◆ **REQUIREMENT**: Rewrite the items below as a numbered list, leaving out any blank lines.

◆ **DATA SECTION**:
+---+
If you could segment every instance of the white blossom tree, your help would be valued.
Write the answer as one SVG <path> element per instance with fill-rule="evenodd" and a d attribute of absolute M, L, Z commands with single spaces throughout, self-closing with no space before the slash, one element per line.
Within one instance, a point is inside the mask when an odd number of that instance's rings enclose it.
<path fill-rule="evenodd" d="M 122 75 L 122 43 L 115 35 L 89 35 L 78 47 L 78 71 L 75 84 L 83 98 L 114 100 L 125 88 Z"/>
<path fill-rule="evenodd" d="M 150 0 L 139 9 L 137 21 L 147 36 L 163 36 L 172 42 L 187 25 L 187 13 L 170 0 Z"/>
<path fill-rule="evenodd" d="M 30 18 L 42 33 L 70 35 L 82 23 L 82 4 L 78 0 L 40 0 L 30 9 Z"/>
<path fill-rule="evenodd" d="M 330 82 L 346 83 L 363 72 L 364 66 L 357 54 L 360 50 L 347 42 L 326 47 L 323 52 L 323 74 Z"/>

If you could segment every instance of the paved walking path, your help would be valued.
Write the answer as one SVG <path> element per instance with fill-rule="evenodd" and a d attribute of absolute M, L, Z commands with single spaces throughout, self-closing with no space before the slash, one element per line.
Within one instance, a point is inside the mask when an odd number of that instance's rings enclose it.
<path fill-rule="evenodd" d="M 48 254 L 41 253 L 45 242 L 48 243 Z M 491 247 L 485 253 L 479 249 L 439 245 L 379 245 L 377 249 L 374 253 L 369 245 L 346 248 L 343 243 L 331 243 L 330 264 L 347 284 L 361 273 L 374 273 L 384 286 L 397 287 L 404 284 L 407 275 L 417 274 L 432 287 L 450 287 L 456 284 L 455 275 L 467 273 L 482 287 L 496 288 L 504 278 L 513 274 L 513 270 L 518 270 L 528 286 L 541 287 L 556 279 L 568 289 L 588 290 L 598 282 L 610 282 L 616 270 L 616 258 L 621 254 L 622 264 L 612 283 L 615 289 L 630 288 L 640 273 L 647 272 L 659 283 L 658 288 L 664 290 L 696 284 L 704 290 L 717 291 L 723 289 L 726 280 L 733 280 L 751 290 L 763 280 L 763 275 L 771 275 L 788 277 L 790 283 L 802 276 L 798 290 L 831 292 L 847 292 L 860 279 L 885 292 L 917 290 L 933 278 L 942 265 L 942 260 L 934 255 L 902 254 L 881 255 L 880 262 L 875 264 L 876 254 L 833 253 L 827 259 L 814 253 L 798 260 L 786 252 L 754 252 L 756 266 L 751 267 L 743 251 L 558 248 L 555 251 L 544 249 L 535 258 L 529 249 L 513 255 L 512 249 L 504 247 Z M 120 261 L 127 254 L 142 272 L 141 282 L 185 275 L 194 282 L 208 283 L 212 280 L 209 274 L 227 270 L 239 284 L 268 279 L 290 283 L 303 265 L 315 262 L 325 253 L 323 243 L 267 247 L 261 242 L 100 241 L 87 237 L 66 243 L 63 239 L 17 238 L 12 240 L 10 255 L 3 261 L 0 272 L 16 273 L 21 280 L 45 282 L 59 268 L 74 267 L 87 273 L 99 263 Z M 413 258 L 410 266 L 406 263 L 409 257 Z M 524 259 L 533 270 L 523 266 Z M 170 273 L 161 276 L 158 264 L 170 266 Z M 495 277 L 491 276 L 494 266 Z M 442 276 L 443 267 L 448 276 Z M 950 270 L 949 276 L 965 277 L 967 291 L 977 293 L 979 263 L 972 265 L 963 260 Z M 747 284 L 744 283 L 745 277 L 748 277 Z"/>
+---+
◆ **SOLUTION TO THE PROBLEM**:
1. If you could segment every instance of the white blossom tree, your help would be valued.
2. Write the answer as one SVG <path> element per instance with fill-rule="evenodd" and a d attribute of absolute M, L, Z commands with single spaces throughout, self-closing with no space before the slash, one element per line.
3. Within one instance, a point is inside the mask when an odd number of that instance's rings enclose it.
4. <path fill-rule="evenodd" d="M 122 75 L 122 43 L 115 35 L 89 35 L 78 47 L 78 71 L 75 84 L 83 98 L 114 100 L 125 88 Z"/>
5. <path fill-rule="evenodd" d="M 150 0 L 139 9 L 137 21 L 147 36 L 163 36 L 172 42 L 187 25 L 187 13 L 170 0 Z"/>
6. <path fill-rule="evenodd" d="M 30 18 L 42 33 L 70 35 L 82 23 L 82 4 L 78 0 L 40 0 L 30 9 Z"/>
7. <path fill-rule="evenodd" d="M 330 82 L 346 83 L 363 72 L 364 66 L 357 54 L 360 50 L 347 42 L 326 47 L 323 52 L 323 74 Z"/>
8. If you could segment every instance of the paved walking path, your help would be valued.
9. Write the answer as one SVG <path> element per instance with fill-rule="evenodd" and a d attribute of absolute M, L, Z commands with single spaces throughout, self-closing with no space before the slash, one element per line.
10. Within one instance, a point is inside the mask when an odd number of that instance's rings enclose it.
11. <path fill-rule="evenodd" d="M 48 254 L 41 253 L 45 242 L 48 243 Z M 491 247 L 485 253 L 479 249 L 439 245 L 379 245 L 377 249 L 374 253 L 369 245 L 346 248 L 343 243 L 331 243 L 330 264 L 347 284 L 361 273 L 374 273 L 384 286 L 397 287 L 404 284 L 407 275 L 417 274 L 432 287 L 450 287 L 456 284 L 455 275 L 467 273 L 482 287 L 496 288 L 504 278 L 513 274 L 513 270 L 518 270 L 528 286 L 541 287 L 556 279 L 568 289 L 588 290 L 598 282 L 610 282 L 616 270 L 616 258 L 621 254 L 622 264 L 612 283 L 615 289 L 630 288 L 640 273 L 647 272 L 659 283 L 658 288 L 664 290 L 696 284 L 704 290 L 717 291 L 723 289 L 726 280 L 733 280 L 751 290 L 763 280 L 763 275 L 771 275 L 788 277 L 790 283 L 802 276 L 798 290 L 831 292 L 847 292 L 860 279 L 885 292 L 917 290 L 933 278 L 942 265 L 942 260 L 934 255 L 902 254 L 881 255 L 880 262 L 875 264 L 876 254 L 833 253 L 827 259 L 814 253 L 798 260 L 786 252 L 754 252 L 756 266 L 751 267 L 743 251 L 558 248 L 555 251 L 544 249 L 535 258 L 529 249 L 513 255 L 512 249 L 504 247 Z M 120 261 L 127 254 L 142 272 L 141 282 L 185 275 L 194 282 L 208 283 L 212 280 L 209 274 L 227 270 L 239 284 L 268 279 L 290 283 L 303 265 L 315 262 L 325 253 L 323 243 L 267 247 L 261 242 L 100 241 L 87 237 L 66 243 L 63 239 L 17 238 L 12 240 L 10 255 L 3 261 L 0 272 L 16 273 L 21 280 L 45 282 L 59 268 L 74 267 L 87 273 L 99 263 Z M 413 258 L 410 266 L 406 263 L 409 257 Z M 524 259 L 533 270 L 523 266 Z M 170 273 L 161 276 L 158 264 L 170 266 Z M 495 277 L 491 276 L 494 266 Z M 442 276 L 443 267 L 448 276 Z M 950 270 L 949 276 L 965 277 L 967 291 L 977 293 L 979 263 L 972 265 L 963 260 Z M 747 284 L 744 283 L 745 277 L 748 277 Z"/>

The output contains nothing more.